6. Command Line Interface (CLI)¶

The command line usage is as followings:

Usage: perl runPipeline.pl [options] -c config.txt -p 'reads1.fastq reads2.fastq' -o out_directory
Version 1.1
Input File:
        -u            Unpaired reads, Single end reads in fastq

        -p            Paired reads in two fastq files and separate by space in quote

        -c            Config File
Output:
        -o            Output directory.

Options:
        -ref          Reference genome file in fasta

        -primer       A pair of Primers sequences in strict fasta format

        -cpu          number of CPUs (default: 8)

        -version      print verison

A config file (example in the below section, the Graphic User Interface (GUI) will generate config automatically), reads Files in fastq format, and a output directory are required when run by command line. Based on the configuration file, if all modules are turned on, EDGE will run the following steps. Each step contains at least one command line scripts/programs.

Data QC
Host Removal QC
De novo Assembling
Reads Mapping To Contig
Reads Mapping To Reference Genomes
Taxonomy Classification on All Reads or unMapped to Reference Reads
Map Contigs To Reference Genomes
Variant Analysis
Contigs Taxonomy Classification
Contigs Annotation
ProPhage detection
PCR Assay Validation
PCR Assay Adjudication
Phylogenetic Analysis
Generate JBrowse Tracks
HTML report

6.1. Configuration File¶

The config file is a text file with the following information. If you are going to do host removal, you need to build host index for it and change the fasta file path in the config file.

[Count Fastq]
DoCountFastq=auto

[Quality Trim and Filter]
## boolean, 1=yes, 0=no
DoQC=1
##Targets quality level for trimming
q=5
##Trimmed sequence length will have at least minimum length
min_L=50
##Average quality cutoff
avg_q=0
##"N" base cutoff.  Trimmed read has more than this number of continuous base "N" will be discarded.

### PROBLEM
Pick up the EDGE command-line documentation after its last line and keep writing from there. The listing has no connection to the EDGE pipeline documentation.

### DATASET SECTION
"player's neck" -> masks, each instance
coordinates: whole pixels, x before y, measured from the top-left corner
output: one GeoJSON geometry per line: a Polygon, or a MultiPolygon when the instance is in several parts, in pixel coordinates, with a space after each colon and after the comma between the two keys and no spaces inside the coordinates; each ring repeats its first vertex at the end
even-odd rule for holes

### REPLY TO THE EXERCISE
n=1
##Low complexity filter ratio, Maximum fraction of mono-/di-nucleotide sequence
lc=0.85
## Trim reads with adapters or contamination sequences
adapter=/PATH/adapter.fasta
## phiX filter, boolean, 1=yes, 0=no
phiX=0
## Cut # bp from 5 end before quality trimming/filtering
5end=0
## Cut # bp from 3 end before quality trimming/filtering
3end=0

[Host Removal]
## boolean, 1=yes, 0=no
DoHostRemoval=1
## Use more Host=  to remove multiple host reads
Host=/PATH/all_chromosome.fasta
similarity=90

[Assembly]
## boolean, 1=yes, 0=no
DoAssembly=1
##Bypass assembly and use pre-assembled contigs
assembledContigs=
minContigSize=200
## spades or idba_ud
assembler=idba_ud
idbaOptions="--pre_correction  --mink 31"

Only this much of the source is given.